▶ **CHALLENGE A**
Answer these questions about the forum thread on infidelity, one line each:
(i) How long ago did the emotional affair with a coworker end, according to hurtingbadly?
(ii) Which two books does Tasorundo say were finished since the ONS?
(iii) What had the first poster's wife planned with several girlfriends?
▶ **CHALLENGE B**
Write what comes next in the forum thread on infidelity, starting after the final quoted paragraph.

▶ **READING PASSAGE**
## START

I printed out a small form of what an emotional affair was and gave it to my wife when I first found out that she was texting an old friend, and meeting him in private. I tried to tell her what was going on but she insisted he was just a friend and there was no attachment, he was just going thru a hard time.
she had planned a girls-weekend-away trip with several girlfriends and all my letter did was piss her off and have her regard it as me trying to ruin her weekend with the girlfriends.

Divorcebusting was a good read, but if you dont have any receptiveness to it, or hes in a fog right now, its not going to do much good.


----------



## hurtingbadly (Sep 14, 2011)

He's not in a fog. The ONS with a stranger on a business trip was nine years ago and the EA with a coworker has been over for four years. We're in this mess cause he kept all this from me and I only found out seven months ago. I also have doubts on if I still know the full truth. He has already read Hedges for me, which was a great book about proper boundaries. He works with alot of younger females. He wants to save the marriage, but it is not going well. Last few days I feel I've become worse. We're falling apart. I was just wondering if there was anything out there that could give him some direction? What is the general theme of Divorce Busting?


----------



## Tasorundo (Apr 1, 2012)

I have finished two books since my ONS. Hedges and At the Altar of Sexual Idolatry, two very different views IMO.

Hedges, for me, was terrible. It has some practical advice and it is good advice, but it has a terrible message. The message is there is no victory, only defeat. It says to run, always, because you cannot win.

The other book has a different message, one that is about victory. It is about really admitting where you are, and how to move from there. It helped me see a lot of things in me that I never would have admitted to. I am not saying that book is for everyone and I know there are definately some things in there that people will object to. I assume that since you read hedges, you are reading 'Christian' literature, and this book is heavily that.


----------



## hurtingbadly (Sep 14, 2011)

Tasorundo said:


> I have finished two books since my ONS. Hedges and At the Altar of Sexual Idolatry, two very different views IMO.
> 
> Hedges, for me, was terrible. It has some practical advice and it is good advice, but it has a terrible message. The message is there is no victory, only defeat. It says to run, always, because you cannot win.
> 
> The other book has a different message, one that is about victory. It is about really admitting where you are, and how to move from there. It helped me see a lot of things in me that I never would have admitted to. I am not saying that book is for everyone and I know there are definately some things in there that people will object to. I assume that since you read hedges, you are reading 'Christian' literature, and this book is heavily that.

## END

▶ **Entries from a pointing dataset**
## START

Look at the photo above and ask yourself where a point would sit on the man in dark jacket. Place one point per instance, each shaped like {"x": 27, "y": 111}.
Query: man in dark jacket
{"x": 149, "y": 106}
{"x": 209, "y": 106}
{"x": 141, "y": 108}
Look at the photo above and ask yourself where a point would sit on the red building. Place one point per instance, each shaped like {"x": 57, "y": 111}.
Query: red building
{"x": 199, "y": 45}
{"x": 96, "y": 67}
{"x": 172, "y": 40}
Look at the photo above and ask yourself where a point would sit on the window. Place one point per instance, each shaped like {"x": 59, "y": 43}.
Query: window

## END
## START

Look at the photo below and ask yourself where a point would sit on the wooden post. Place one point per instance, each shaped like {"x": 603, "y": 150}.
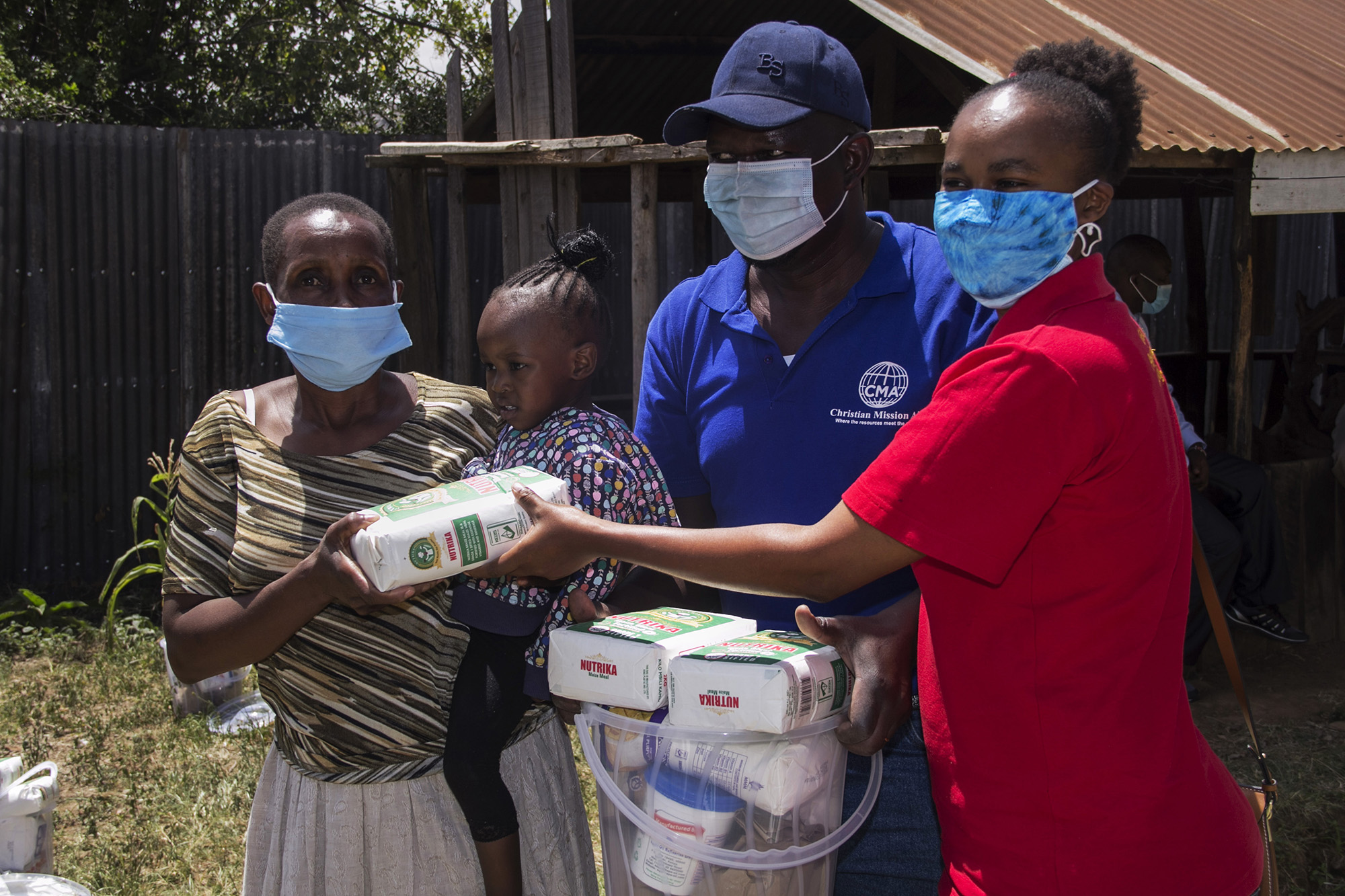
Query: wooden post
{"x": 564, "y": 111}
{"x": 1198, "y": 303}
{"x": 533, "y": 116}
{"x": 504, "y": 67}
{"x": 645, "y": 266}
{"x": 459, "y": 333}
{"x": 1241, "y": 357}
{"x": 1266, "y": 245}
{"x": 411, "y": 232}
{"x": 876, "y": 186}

## END

▶ **EXERCISE RESPONSE A**
(i) Four years ago.
(ii) Hedges and At the Altar of Sexual Idolatry.
(iii) A girls-weekend-away trip.

▶ **EXERCISE RESPONSE B**
Interesting. I also read Hedges and I thought it was good for him. I'm not against Christian books, but I'm kinda over the if I was Christian I would forgive attitude in some of these books. It's not as simple as that. 
He acknowledges he didn't have proper boundaries set in place. This I think he has accepted and is working on. What I'm looking for is something to lead him into how to help save the marriage specifically. Any suggestions at this point would help.


----------



## Tasorundo (Apr 1, 2012)

It is my belief that only by working on himself, can he truly work on your marriage. It is not a selfish concept, but I believe the root of our issues lies within ourselves.

I cannot be a husband to my wife, if I have conflict within me. The best I can do (and did for 17 years) was act like it didn't exist. To truly change a relationship, at least on of the parties has to change themselves.

A book with a list of things to do, won't give you a better marriage. At best it will make it look like you have one.

Until both of you address your own hearts, the marriage cannot progress. Whether or not you stay together, unforgiving and unrepentant hearts do not heal. You only need to look through posts on this board for evidence of that.


----------



## hurtingbadly (Sep 14, 2011)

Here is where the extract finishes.